TASK DATA: Begin

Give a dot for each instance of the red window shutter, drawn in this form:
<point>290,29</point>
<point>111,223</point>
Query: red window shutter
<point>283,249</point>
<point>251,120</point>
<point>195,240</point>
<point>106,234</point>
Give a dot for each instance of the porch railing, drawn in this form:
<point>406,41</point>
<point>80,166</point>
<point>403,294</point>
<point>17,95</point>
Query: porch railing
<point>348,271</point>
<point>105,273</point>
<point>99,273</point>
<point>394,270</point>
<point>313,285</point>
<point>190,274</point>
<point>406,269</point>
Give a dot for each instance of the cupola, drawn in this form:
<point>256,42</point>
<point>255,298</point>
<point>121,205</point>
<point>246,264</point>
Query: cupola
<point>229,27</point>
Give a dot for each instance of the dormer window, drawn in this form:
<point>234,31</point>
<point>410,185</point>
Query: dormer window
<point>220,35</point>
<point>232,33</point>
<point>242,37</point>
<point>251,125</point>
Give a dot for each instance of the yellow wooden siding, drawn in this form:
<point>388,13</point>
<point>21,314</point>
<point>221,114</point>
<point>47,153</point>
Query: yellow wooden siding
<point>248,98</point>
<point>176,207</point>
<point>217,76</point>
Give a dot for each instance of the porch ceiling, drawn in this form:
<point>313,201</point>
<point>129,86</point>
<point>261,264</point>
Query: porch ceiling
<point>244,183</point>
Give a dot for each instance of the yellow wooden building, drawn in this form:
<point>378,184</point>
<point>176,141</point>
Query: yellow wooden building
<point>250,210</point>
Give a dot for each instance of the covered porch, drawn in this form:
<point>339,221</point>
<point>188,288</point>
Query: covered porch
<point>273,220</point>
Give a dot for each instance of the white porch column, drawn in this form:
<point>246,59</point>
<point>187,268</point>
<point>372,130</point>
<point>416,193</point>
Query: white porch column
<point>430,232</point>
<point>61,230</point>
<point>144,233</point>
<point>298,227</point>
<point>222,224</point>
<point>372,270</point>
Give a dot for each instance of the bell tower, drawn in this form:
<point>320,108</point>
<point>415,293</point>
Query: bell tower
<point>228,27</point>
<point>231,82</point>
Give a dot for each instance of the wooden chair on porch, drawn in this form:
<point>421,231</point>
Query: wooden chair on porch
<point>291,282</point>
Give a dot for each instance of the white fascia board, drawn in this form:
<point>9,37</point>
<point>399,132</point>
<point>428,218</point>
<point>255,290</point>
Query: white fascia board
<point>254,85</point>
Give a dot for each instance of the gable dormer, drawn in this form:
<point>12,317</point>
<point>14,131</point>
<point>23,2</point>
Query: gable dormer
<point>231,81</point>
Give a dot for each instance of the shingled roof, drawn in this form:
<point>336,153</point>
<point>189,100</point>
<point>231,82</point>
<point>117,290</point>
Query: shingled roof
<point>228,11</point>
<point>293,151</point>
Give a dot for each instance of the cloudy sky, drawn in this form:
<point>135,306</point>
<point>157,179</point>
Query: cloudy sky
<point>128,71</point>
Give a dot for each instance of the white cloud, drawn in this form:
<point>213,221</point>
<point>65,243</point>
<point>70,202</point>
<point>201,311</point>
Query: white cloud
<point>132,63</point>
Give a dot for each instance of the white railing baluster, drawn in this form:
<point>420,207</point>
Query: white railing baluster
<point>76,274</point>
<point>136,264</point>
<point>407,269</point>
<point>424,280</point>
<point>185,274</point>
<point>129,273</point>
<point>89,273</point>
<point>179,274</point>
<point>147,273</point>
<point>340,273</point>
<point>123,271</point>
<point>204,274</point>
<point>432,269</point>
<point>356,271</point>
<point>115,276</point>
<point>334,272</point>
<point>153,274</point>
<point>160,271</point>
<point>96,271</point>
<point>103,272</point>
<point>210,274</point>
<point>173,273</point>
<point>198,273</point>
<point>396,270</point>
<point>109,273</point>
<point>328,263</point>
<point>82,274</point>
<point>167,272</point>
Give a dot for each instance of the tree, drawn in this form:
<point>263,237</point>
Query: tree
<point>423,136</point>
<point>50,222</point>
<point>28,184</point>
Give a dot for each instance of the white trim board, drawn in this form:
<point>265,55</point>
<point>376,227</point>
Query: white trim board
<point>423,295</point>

TASK DATA: End

> YOUR ASSIGNMENT
In full and exactly as written, reproduce the records above.

> REPLY
Give a dot for each instance of the red window shutter, drawn in this form:
<point>290,29</point>
<point>111,223</point>
Query: red window shutter
<point>283,249</point>
<point>251,120</point>
<point>195,240</point>
<point>106,234</point>
Give a dot for each instance of the porch railing, drawn in this form:
<point>406,41</point>
<point>80,166</point>
<point>403,294</point>
<point>17,95</point>
Query: porch railing
<point>348,271</point>
<point>105,273</point>
<point>99,273</point>
<point>394,270</point>
<point>313,285</point>
<point>190,274</point>
<point>406,269</point>
Give a dot for each instance of the cupola, drawn in this form:
<point>256,42</point>
<point>255,298</point>
<point>121,205</point>
<point>246,264</point>
Query: cupola
<point>229,27</point>
Give a dot for each instance of the dormer window, drawn in this form:
<point>234,31</point>
<point>410,185</point>
Query: dormer window
<point>220,35</point>
<point>232,33</point>
<point>242,37</point>
<point>251,125</point>
Give a dot for each instance of the yellow wooden siding, drawn in this form:
<point>388,13</point>
<point>21,314</point>
<point>221,114</point>
<point>47,153</point>
Query: yellow wooden siding
<point>248,98</point>
<point>176,207</point>
<point>217,76</point>
Give a dot for each instance of the porch ceiling, drawn in this form:
<point>313,201</point>
<point>129,86</point>
<point>261,264</point>
Query: porch ceiling
<point>244,183</point>
Give a dot for each instance of the yellow wooden building, drawn in this form:
<point>378,184</point>
<point>176,141</point>
Query: yellow wooden building
<point>250,210</point>
Give a dot for each instance of the covered porch, drawn in this form:
<point>339,221</point>
<point>188,288</point>
Query: covered porch
<point>273,220</point>
Give a dot for each instance of the white porch column, drawn in this form:
<point>246,59</point>
<point>187,268</point>
<point>372,130</point>
<point>416,193</point>
Query: white porch column
<point>430,232</point>
<point>61,230</point>
<point>144,233</point>
<point>298,227</point>
<point>222,224</point>
<point>372,270</point>
Give a dot for each instance of the bell tower, drawn in this form:
<point>320,108</point>
<point>415,293</point>
Query: bell tower
<point>228,27</point>
<point>231,82</point>
Give a dot for each instance of the wooden chair on porch, drawn in this form:
<point>421,231</point>
Query: wooden chair on porch
<point>291,282</point>
Give a dot for each instance of the white fascia board, drawn in this form:
<point>9,37</point>
<point>399,132</point>
<point>428,218</point>
<point>255,290</point>
Query: white fascia board
<point>254,85</point>
Give a dot for each instance of the gable dormer, drawn in this form:
<point>12,317</point>
<point>14,131</point>
<point>23,2</point>
Query: gable dormer
<point>231,81</point>
Give a dot for each instance of the shingled roof, drawn in this form:
<point>336,153</point>
<point>189,100</point>
<point>231,82</point>
<point>117,290</point>
Query: shingled roof
<point>228,11</point>
<point>293,151</point>
Give a dot for each instance of the cloudy sky, drawn in this form:
<point>135,306</point>
<point>157,179</point>
Query: cloudy sky
<point>128,71</point>
Give a dot for each instance of the white cloud, drawn in this form:
<point>213,221</point>
<point>65,243</point>
<point>70,202</point>
<point>201,311</point>
Query: white cloud
<point>132,63</point>
Give a dot for each instance of the white railing baluster, drawn in this form:
<point>420,207</point>
Query: white railing baluster
<point>76,274</point>
<point>136,264</point>
<point>407,269</point>
<point>424,280</point>
<point>185,274</point>
<point>129,273</point>
<point>89,273</point>
<point>179,274</point>
<point>147,273</point>
<point>340,273</point>
<point>123,271</point>
<point>204,274</point>
<point>432,269</point>
<point>356,271</point>
<point>115,276</point>
<point>334,272</point>
<point>153,274</point>
<point>160,271</point>
<point>96,271</point>
<point>103,272</point>
<point>210,274</point>
<point>173,273</point>
<point>198,273</point>
<point>396,270</point>
<point>109,273</point>
<point>328,263</point>
<point>82,274</point>
<point>167,272</point>
Give a dot for each instance of the tree, drawn in this form:
<point>263,237</point>
Query: tree
<point>423,136</point>
<point>50,222</point>
<point>28,184</point>
Give a dot for each instance of the white trim board, drawn in this form:
<point>265,55</point>
<point>376,227</point>
Query: white trim board
<point>423,295</point>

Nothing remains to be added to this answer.